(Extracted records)
------------------------

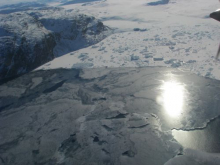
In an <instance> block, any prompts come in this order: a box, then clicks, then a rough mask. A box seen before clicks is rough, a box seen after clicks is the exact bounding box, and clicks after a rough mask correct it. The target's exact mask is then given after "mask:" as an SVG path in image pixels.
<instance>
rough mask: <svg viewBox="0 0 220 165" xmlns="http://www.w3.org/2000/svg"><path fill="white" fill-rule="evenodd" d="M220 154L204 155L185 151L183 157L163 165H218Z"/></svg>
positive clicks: (168, 161) (219, 161) (189, 150)
mask: <svg viewBox="0 0 220 165" xmlns="http://www.w3.org/2000/svg"><path fill="white" fill-rule="evenodd" d="M219 162H220V154H213V153H206V152H202V151H197V150H192V149H185V150H184V152H183V155H181V156H177V157H175V158H173V159H171V160H169V161H168V162H166V163H165V164H164V165H183V164H187V165H188V164H190V165H207V164H208V165H219V164H220V163H219Z"/></svg>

------------------------

__Work order__. When you copy the entries above, reproduce each line exactly and leave out any pictures.

__Expected answer__.
In an <instance> block, any prompts come in this order: a box, then clicks, then a rough mask. A box seen before clicks is rough, a box seen after clicks is the exact bounding box, and clicks after a rough mask correct it. The target's exact mask is then given after "mask:" as an SVG path in image pixels.
<instance>
rough mask: <svg viewBox="0 0 220 165" xmlns="http://www.w3.org/2000/svg"><path fill="white" fill-rule="evenodd" d="M220 154L204 155L185 151L183 157L163 165H218Z"/></svg>
positive clicks: (168, 161) (219, 161) (189, 150)
mask: <svg viewBox="0 0 220 165" xmlns="http://www.w3.org/2000/svg"><path fill="white" fill-rule="evenodd" d="M219 162H220V154H213V153H206V152H202V151H197V150H192V149H185V150H184V152H183V155H181V156H177V157H175V158H173V159H171V160H169V161H168V162H166V163H165V164H164V165H183V164H187V165H188V164H190V165H207V164H208V165H219V164H220V163H219Z"/></svg>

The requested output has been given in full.